**Work to complete**
Copy out every line of the data exactly.

[START Exercise materials]

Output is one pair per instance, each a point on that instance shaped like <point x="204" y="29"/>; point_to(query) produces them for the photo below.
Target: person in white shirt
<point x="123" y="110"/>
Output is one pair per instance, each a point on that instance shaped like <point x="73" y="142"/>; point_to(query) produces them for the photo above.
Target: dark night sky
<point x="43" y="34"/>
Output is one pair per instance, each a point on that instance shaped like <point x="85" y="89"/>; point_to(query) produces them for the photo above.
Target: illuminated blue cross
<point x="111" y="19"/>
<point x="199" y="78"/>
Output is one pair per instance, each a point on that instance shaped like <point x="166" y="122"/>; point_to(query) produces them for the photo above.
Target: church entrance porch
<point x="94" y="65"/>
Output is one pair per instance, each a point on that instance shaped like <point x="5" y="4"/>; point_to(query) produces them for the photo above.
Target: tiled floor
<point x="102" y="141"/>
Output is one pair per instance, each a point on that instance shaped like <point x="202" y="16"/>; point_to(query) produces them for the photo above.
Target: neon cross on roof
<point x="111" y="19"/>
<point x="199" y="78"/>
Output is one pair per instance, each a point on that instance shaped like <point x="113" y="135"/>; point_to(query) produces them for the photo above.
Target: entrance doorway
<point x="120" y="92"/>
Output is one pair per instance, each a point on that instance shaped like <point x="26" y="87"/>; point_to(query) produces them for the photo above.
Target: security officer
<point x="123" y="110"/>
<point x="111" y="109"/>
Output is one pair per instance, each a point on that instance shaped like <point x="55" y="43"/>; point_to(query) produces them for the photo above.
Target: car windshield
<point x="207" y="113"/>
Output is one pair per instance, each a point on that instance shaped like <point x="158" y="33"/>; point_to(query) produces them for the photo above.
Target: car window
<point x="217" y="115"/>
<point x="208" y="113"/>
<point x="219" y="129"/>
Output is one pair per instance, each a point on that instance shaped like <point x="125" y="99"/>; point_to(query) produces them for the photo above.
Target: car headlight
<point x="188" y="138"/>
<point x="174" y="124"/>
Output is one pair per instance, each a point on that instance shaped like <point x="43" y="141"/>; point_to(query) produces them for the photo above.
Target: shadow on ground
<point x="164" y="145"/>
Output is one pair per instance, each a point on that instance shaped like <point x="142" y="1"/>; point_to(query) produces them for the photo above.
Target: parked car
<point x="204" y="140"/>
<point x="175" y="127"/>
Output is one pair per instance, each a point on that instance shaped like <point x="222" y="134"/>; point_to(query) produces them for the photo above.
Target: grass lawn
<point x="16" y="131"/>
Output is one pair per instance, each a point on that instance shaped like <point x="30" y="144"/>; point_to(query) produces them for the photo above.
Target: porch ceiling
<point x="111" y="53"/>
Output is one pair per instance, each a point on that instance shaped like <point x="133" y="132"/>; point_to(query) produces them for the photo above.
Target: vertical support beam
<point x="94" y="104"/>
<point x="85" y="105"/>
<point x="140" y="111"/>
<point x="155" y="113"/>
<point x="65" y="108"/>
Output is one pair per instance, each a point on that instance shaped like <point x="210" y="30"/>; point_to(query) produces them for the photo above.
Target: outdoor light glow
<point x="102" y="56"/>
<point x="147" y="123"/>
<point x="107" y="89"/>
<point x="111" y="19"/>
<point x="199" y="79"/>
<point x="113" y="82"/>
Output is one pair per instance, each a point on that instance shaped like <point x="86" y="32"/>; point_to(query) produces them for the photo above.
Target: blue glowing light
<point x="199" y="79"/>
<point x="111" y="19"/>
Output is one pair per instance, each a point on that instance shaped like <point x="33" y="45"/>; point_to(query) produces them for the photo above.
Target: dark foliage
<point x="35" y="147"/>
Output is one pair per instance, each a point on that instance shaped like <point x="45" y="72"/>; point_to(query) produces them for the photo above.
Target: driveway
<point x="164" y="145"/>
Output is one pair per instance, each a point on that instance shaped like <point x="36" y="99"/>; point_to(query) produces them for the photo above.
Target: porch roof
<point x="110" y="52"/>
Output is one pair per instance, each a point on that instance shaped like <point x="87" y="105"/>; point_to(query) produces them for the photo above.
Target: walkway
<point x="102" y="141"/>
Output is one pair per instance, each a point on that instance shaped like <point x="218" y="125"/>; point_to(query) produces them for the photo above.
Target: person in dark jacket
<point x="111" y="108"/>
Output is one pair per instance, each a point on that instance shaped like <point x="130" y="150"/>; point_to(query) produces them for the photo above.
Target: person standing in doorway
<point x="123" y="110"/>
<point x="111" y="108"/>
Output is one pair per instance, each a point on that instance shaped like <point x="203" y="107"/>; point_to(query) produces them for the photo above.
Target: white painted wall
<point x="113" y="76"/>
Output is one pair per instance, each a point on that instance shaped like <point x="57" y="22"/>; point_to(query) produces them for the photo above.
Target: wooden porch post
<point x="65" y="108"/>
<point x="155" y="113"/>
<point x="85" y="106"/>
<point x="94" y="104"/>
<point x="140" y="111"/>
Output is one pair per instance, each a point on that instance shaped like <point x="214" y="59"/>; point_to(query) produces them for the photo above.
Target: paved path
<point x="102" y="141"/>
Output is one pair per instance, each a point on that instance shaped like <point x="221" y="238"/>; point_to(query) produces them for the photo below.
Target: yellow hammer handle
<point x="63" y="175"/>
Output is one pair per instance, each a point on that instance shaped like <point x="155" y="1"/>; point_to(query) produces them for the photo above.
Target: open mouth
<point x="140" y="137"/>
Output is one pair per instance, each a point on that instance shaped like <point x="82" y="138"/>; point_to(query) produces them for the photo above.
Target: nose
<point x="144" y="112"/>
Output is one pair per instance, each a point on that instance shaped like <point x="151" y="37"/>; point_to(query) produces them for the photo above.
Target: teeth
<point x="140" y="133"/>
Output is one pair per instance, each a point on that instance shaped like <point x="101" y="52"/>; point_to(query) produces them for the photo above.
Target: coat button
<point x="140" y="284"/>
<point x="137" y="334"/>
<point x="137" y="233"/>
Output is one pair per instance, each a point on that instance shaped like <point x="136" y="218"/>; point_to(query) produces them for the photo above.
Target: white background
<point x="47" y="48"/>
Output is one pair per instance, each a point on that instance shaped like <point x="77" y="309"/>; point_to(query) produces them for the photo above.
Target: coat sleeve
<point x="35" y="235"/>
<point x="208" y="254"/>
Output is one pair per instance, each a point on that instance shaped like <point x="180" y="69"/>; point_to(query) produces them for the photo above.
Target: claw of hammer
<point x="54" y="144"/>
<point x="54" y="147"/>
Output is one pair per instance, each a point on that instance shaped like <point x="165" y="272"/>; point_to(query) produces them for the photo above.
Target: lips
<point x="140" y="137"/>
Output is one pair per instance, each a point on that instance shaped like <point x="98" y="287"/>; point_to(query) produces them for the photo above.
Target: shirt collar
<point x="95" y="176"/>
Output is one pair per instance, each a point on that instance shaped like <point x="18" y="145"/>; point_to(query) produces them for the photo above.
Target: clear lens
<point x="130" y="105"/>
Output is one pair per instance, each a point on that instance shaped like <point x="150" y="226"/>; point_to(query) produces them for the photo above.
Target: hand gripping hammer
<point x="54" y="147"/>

[END Exercise materials]

**Solution**
Output is one pair per instance, each a point on that instance shaped like <point x="204" y="29"/>; point_to(query) produces them for the photo below.
Target: person in white shirt
<point x="123" y="110"/>
Output is one pair per instance, each a point on that instance shaped like <point x="73" y="142"/>; point_to(query) produces them for the photo above.
Target: dark night sky
<point x="43" y="34"/>
Output is one pair per instance, each a point on that instance shaped like <point x="85" y="89"/>; point_to(query) produces them for the photo above.
Target: illuminated blue cross
<point x="111" y="19"/>
<point x="199" y="78"/>
Output is one pair per instance, each a point on that instance shaped like <point x="166" y="122"/>; point_to(query) produces them for the photo above.
Target: church entrance porch
<point x="94" y="65"/>
Output is one pair per instance, each a point on that instance shaped like <point x="5" y="4"/>; point_to(query) produces them for the photo above.
Target: tiled floor
<point x="102" y="141"/>
Output is one pair per instance, each a point on that instance shaped like <point x="202" y="16"/>; point_to(query) produces them for the photo above.
Target: neon cross on roof
<point x="111" y="19"/>
<point x="199" y="78"/>
Output is one pair per instance, each a point on that instance shaped like <point x="113" y="135"/>; point_to(query) produces them for the photo above.
Target: entrance doorway
<point x="120" y="92"/>
Output is one pair per instance, each a point on that instance shaped like <point x="26" y="87"/>; point_to(query) produces them for the photo above.
Target: security officer
<point x="123" y="110"/>
<point x="111" y="109"/>
Output is one pair per instance, each a point on that instance shaped like <point x="55" y="43"/>; point_to(query) produces them for the photo above.
Target: car windshield
<point x="207" y="113"/>
Output is one pair per instance, each a point on that instance shaped like <point x="158" y="33"/>; point_to(query) produces them for the photo above.
Target: car window
<point x="217" y="115"/>
<point x="208" y="113"/>
<point x="219" y="129"/>
Output is one pair per instance, each a point on that instance shaped like <point x="125" y="99"/>; point_to(query) produces them for the photo above.
Target: car headlight
<point x="188" y="138"/>
<point x="174" y="124"/>
Output is one pair per instance, each a point on that instance shaped like <point x="43" y="141"/>; point_to(query) produces them for the photo above.
Target: shadow on ground
<point x="164" y="145"/>
Output is one pair per instance, each a point on that instance shaped like <point x="142" y="1"/>; point_to(query) produces them for the photo above.
Target: parked car
<point x="204" y="140"/>
<point x="175" y="127"/>
Output is one pair per instance, each a point on that instance shaped like <point x="222" y="134"/>; point_to(query) produces them for the photo above.
Target: grass lawn
<point x="16" y="131"/>
Output is one pair per instance, each a point on that instance shaped like <point x="30" y="144"/>; point_to(query) produces them for the photo above.
Target: porch ceiling
<point x="111" y="53"/>
Output is one pair per instance, each a point on that instance shaped like <point x="133" y="132"/>; point_to(query) produces them for the photo above.
Target: vertical support beam
<point x="94" y="104"/>
<point x="85" y="105"/>
<point x="140" y="111"/>
<point x="155" y="113"/>
<point x="65" y="108"/>
Output is one pair per instance, each a point on that instance shaped like <point x="210" y="30"/>; point_to(query) produces them for the photo above.
Target: outdoor light glow
<point x="102" y="56"/>
<point x="147" y="123"/>
<point x="107" y="89"/>
<point x="111" y="19"/>
<point x="199" y="79"/>
<point x="113" y="82"/>
Output is one pair per instance, each a point on that instance shaped like <point x="86" y="32"/>; point_to(query) produces them for the photo above.
Target: blue glowing light
<point x="199" y="79"/>
<point x="111" y="19"/>
Output is one pair per instance, each a point on that instance shaped like <point x="33" y="45"/>; point_to(query) produces them for the photo above.
Target: dark foliage
<point x="35" y="147"/>
Output is one pair per instance, each a point on that instance shaped like <point x="45" y="72"/>; point_to(query) produces them for the photo above.
Target: driveway
<point x="164" y="145"/>
Output is one pair per instance, each a point on that instance shaped like <point x="36" y="99"/>; point_to(query) produces them for the photo above.
Target: porch roof
<point x="110" y="52"/>
Output is one pair per instance, each a point on that instance shaped like <point x="87" y="105"/>; point_to(query) produces them for the photo above.
Target: walkway
<point x="102" y="141"/>
Output is one pair per instance, each a point on that instance shaped like <point x="218" y="125"/>; point_to(query) produces them for the photo above.
Target: person in dark jacket
<point x="111" y="108"/>
Output is one pair per instance, each a point on that instance shaped like <point x="130" y="150"/>; point_to(query) produces them for the photo above.
Target: person standing in doorway
<point x="123" y="110"/>
<point x="111" y="108"/>
Output is one pair per instance, each a point on that instance shaped like <point x="203" y="107"/>; point_to(query) produces them for the photo above.
Target: white painted wall
<point x="113" y="76"/>
Output is one pair per instance, each a point on that instance shaped like <point x="57" y="22"/>; point_to(query) produces them for the photo above.
Target: wooden porch post
<point x="65" y="108"/>
<point x="155" y="113"/>
<point x="85" y="106"/>
<point x="94" y="104"/>
<point x="140" y="111"/>
Output is one pair per instance, each a point on that instance shaped like <point x="214" y="59"/>; point_to(query) produces them for the photo above.
Target: paved path
<point x="102" y="141"/>
Output is one pair per instance, each a point on that instance shaped like <point x="221" y="238"/>; point_to(query) produces them for the photo below.
Target: yellow hammer handle
<point x="63" y="175"/>
Output is one pair per instance, each a point on that instance shaped like <point x="155" y="1"/>; point_to(query) produces them for the photo above.
Target: open mouth
<point x="140" y="137"/>
Output is one pair per instance, each a point on that instance shaped like <point x="82" y="138"/>; point_to(query) produces them for the photo above.
Target: nose
<point x="144" y="112"/>
Output is one pair per instance, each a point on that instance shaped like <point x="151" y="37"/>; point_to(query) produces them for the photo above.
Target: teeth
<point x="140" y="133"/>
Output is one pair per instance, each a point on that instance shaped like <point x="101" y="52"/>; point_to(query) produces them for the photo above.
Target: coat button
<point x="140" y="284"/>
<point x="137" y="334"/>
<point x="137" y="233"/>
Output is one pair per instance, each a point on that instance shaped like <point x="136" y="218"/>; point_to(query) produces them for the photo above.
Target: white background
<point x="47" y="48"/>
Output is one pair per instance, each a point on that instance shaped like <point x="77" y="309"/>; point_to(query) produces them for the photo above.
Target: coat sleeve
<point x="35" y="235"/>
<point x="208" y="254"/>
Output is one pair per instance, each a point on that instance shaped like <point x="180" y="69"/>; point_to(query) produces them for the photo above.
Target: claw of hammer
<point x="54" y="144"/>
<point x="54" y="147"/>
Output is one pair per instance, each a point on that instance shaped like <point x="165" y="272"/>; point_to(query) produces them for the photo above.
Target: lips
<point x="140" y="137"/>
Output is one pair per instance, each a point on that instance shaped like <point x="98" y="287"/>; point_to(query) produces them for the photo above.
Target: shirt collar
<point x="95" y="176"/>
Output is one pair per instance, each a point on that instance shaped like <point x="18" y="145"/>; point_to(query) produces them for the photo above.
Target: clear lens
<point x="130" y="105"/>
Output is one pair per instance, each a point on that instance shaped like <point x="150" y="226"/>; point_to(query) produces them for the photo above.
Target: hand gripping hammer
<point x="54" y="147"/>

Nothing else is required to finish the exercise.